● **Data shown**:

· · · · · · ·

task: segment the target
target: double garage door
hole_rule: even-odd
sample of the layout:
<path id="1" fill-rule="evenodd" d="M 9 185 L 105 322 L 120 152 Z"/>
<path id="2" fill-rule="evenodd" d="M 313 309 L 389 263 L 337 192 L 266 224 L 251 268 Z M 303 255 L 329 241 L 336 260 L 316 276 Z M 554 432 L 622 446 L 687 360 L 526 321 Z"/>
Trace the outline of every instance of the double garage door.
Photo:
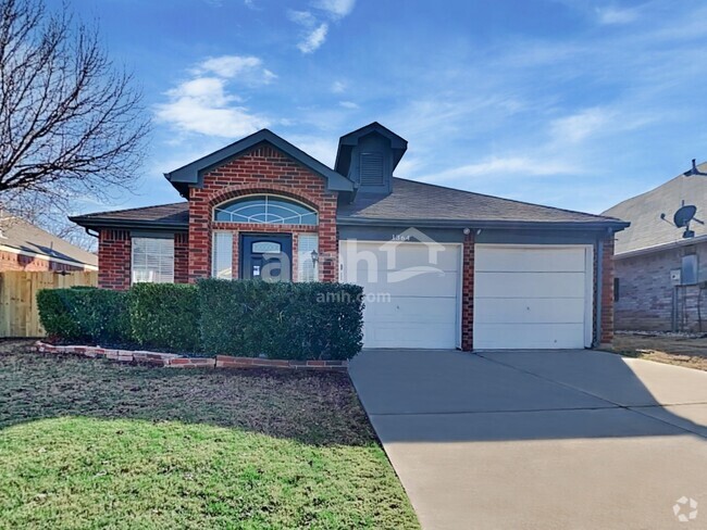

· · · · · · ·

● **Goal of the exercise**:
Extract each line of the listing above that contains the string "fill".

● **Complete answer**:
<path id="1" fill-rule="evenodd" d="M 9 185 L 105 322 L 120 152 Z"/>
<path id="2" fill-rule="evenodd" d="M 313 309 L 389 263 L 337 192 L 266 224 L 251 268 Z M 303 255 L 329 241 L 336 260 L 316 276 Z M 554 432 L 622 446 L 687 360 L 526 321 Z"/>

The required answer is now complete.